Records of labeled boxes
┌──
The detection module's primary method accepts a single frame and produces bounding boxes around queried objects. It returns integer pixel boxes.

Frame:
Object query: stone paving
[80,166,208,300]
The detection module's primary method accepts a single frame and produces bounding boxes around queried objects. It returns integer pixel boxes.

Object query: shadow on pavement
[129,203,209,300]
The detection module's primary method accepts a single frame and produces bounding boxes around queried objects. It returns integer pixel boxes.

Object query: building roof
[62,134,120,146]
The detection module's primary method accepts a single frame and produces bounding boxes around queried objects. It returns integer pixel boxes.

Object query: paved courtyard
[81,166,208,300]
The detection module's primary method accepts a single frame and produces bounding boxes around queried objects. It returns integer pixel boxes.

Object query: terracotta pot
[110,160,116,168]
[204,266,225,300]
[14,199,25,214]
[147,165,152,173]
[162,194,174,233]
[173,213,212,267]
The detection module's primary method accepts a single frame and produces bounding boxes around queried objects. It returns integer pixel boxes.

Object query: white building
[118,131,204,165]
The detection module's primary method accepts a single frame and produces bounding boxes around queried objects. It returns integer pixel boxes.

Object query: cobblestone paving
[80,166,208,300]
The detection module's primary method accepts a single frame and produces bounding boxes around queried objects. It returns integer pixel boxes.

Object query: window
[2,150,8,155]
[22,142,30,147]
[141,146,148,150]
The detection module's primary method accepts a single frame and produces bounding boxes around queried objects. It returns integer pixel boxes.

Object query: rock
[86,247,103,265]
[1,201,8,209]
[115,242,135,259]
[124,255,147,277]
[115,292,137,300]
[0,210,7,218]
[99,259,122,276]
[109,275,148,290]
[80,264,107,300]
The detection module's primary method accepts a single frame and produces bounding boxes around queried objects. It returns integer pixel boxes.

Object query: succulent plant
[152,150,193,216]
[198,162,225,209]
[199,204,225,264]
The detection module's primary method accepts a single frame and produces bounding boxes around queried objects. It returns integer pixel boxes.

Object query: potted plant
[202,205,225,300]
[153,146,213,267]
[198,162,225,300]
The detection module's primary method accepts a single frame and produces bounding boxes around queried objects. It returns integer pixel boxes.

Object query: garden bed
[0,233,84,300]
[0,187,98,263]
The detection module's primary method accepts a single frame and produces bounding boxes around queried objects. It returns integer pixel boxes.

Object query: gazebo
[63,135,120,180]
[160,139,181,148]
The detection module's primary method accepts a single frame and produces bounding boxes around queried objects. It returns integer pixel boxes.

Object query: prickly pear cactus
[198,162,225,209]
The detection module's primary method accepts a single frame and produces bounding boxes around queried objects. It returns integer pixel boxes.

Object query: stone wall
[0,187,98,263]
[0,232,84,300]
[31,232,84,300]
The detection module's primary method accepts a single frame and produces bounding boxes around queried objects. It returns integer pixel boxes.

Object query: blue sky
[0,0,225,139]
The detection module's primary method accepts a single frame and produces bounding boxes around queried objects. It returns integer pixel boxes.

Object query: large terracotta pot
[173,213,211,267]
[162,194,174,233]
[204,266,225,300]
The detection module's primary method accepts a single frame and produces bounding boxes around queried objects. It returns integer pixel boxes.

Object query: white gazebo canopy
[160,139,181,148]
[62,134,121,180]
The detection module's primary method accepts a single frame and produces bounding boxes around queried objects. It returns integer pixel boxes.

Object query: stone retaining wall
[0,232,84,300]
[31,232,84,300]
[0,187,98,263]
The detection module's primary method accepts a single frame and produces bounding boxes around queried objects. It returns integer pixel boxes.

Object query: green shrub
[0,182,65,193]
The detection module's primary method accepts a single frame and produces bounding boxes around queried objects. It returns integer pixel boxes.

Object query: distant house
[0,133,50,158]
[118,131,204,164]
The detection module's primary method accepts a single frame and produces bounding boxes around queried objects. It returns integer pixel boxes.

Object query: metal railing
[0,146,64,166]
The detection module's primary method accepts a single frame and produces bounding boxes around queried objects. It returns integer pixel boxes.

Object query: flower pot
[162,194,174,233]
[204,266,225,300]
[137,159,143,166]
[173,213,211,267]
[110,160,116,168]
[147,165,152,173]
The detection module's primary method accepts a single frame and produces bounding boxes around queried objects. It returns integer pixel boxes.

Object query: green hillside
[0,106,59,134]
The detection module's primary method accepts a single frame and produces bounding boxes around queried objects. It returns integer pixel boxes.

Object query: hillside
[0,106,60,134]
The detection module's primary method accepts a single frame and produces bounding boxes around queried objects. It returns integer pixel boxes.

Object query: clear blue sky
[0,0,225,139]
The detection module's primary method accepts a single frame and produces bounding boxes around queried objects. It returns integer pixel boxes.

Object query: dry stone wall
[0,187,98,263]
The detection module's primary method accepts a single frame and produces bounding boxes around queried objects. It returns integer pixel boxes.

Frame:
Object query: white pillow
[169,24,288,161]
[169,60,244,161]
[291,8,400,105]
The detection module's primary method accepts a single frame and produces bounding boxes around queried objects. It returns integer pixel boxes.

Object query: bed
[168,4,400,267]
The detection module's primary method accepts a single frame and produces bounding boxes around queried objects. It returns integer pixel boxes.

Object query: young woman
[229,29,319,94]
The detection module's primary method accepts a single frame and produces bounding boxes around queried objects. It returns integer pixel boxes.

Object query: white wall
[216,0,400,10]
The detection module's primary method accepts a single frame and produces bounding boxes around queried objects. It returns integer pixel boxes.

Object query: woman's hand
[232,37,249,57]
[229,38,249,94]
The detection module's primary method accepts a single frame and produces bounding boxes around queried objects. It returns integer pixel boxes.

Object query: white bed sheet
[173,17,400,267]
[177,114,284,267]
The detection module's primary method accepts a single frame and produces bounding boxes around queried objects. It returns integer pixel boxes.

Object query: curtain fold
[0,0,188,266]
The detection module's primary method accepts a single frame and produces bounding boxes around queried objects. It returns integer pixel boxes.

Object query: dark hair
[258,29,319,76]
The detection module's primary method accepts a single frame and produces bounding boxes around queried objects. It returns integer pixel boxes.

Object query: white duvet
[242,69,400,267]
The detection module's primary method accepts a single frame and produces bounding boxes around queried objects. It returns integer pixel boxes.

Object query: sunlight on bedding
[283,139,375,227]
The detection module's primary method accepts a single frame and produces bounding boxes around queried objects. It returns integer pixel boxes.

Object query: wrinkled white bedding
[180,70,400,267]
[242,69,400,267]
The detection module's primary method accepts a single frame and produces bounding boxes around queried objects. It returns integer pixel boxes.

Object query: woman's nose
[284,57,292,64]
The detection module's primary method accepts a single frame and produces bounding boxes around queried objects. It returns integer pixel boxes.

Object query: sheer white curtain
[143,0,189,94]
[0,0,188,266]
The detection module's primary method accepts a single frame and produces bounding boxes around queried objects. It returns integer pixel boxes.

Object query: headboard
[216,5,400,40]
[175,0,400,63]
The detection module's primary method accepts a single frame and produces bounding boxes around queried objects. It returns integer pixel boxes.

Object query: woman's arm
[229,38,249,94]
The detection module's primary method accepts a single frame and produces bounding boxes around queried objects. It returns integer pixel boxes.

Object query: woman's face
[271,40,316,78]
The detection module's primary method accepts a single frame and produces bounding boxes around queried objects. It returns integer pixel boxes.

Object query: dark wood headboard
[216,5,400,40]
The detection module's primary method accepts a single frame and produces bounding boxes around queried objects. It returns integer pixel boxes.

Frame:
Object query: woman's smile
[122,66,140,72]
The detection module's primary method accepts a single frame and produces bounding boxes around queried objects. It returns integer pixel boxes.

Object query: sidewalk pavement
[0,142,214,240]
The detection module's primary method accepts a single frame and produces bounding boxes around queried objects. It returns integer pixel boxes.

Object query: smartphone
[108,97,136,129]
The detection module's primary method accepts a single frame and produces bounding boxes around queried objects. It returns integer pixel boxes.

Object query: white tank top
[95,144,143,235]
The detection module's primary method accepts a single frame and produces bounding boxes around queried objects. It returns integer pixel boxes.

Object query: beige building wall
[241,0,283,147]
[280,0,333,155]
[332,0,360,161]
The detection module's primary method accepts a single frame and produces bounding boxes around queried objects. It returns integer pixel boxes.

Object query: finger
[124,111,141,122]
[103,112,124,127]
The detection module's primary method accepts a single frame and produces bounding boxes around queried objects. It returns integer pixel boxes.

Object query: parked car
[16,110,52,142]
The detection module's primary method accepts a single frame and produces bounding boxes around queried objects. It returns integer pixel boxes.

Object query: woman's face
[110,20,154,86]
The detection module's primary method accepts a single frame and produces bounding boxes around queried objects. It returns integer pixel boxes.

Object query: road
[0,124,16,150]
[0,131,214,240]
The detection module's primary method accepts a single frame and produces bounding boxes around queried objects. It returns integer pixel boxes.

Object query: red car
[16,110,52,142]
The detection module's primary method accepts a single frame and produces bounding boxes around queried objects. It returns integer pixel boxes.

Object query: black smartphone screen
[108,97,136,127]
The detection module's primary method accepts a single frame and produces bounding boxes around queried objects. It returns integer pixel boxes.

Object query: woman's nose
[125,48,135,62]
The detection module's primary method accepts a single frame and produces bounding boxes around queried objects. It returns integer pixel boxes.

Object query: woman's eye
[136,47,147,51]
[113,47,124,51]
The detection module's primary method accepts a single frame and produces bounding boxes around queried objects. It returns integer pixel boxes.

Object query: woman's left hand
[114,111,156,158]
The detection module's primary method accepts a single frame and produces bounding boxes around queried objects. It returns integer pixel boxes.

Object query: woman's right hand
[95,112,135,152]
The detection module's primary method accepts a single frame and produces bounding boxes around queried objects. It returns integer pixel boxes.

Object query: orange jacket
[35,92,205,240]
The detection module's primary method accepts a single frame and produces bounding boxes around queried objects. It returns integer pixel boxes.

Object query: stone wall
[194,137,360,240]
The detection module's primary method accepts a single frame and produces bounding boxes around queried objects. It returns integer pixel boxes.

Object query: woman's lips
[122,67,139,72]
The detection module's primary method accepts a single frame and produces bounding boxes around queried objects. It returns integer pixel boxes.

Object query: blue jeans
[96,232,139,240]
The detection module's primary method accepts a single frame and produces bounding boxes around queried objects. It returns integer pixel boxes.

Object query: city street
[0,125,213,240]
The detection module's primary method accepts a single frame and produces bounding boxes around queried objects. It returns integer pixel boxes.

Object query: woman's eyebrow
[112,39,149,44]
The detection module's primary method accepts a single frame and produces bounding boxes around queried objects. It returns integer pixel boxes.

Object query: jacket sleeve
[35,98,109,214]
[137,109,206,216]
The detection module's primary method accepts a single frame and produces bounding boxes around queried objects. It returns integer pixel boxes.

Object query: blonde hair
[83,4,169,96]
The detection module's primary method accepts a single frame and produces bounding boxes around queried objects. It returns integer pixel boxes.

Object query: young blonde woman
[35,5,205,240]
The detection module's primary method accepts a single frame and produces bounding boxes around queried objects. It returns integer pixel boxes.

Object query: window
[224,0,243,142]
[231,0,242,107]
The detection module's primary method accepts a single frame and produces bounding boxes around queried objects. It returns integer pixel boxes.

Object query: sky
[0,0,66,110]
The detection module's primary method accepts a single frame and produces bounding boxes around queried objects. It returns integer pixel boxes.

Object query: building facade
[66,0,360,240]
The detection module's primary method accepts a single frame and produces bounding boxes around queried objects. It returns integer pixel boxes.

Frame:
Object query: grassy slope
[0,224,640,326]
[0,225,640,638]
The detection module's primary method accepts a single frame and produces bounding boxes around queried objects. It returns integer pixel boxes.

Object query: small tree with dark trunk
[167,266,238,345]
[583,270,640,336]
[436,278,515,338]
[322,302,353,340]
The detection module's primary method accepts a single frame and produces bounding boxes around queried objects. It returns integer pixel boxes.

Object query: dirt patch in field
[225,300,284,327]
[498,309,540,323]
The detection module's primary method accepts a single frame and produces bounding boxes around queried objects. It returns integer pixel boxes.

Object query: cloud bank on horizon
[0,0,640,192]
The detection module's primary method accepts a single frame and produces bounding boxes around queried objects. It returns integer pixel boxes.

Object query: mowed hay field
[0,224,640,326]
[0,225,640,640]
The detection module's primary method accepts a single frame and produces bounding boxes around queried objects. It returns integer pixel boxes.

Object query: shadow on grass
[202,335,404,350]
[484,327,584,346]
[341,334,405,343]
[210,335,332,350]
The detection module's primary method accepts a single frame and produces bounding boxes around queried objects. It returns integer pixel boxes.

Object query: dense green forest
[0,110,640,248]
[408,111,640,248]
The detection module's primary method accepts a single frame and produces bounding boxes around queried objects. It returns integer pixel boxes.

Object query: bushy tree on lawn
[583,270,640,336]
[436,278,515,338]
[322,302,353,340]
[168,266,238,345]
└──
WRITTEN TASK: Put every line from the start of the records down through the line containing "[129,203,209,300]" into a Markdown table with the columns n and Line, giving the row number and the line and leaving out blank lines.

WRITTEN ANSWER:
| n | Line |
|---|---|
| 1 | The detection module's primary method accepts a single frame and produces bounding boxes around queried objects. It returns integer pixel boxes. |
| 2 | Frame: |
| 3 | Object query: stone paving |
| 4 | [80,166,208,300] |
| 5 | The detection module's primary method accepts a single frame and produces bounding boxes around queried objects. It returns integer pixel boxes. |
| 6 | Object query: shadow on pavement |
| 7 | [129,203,209,300] |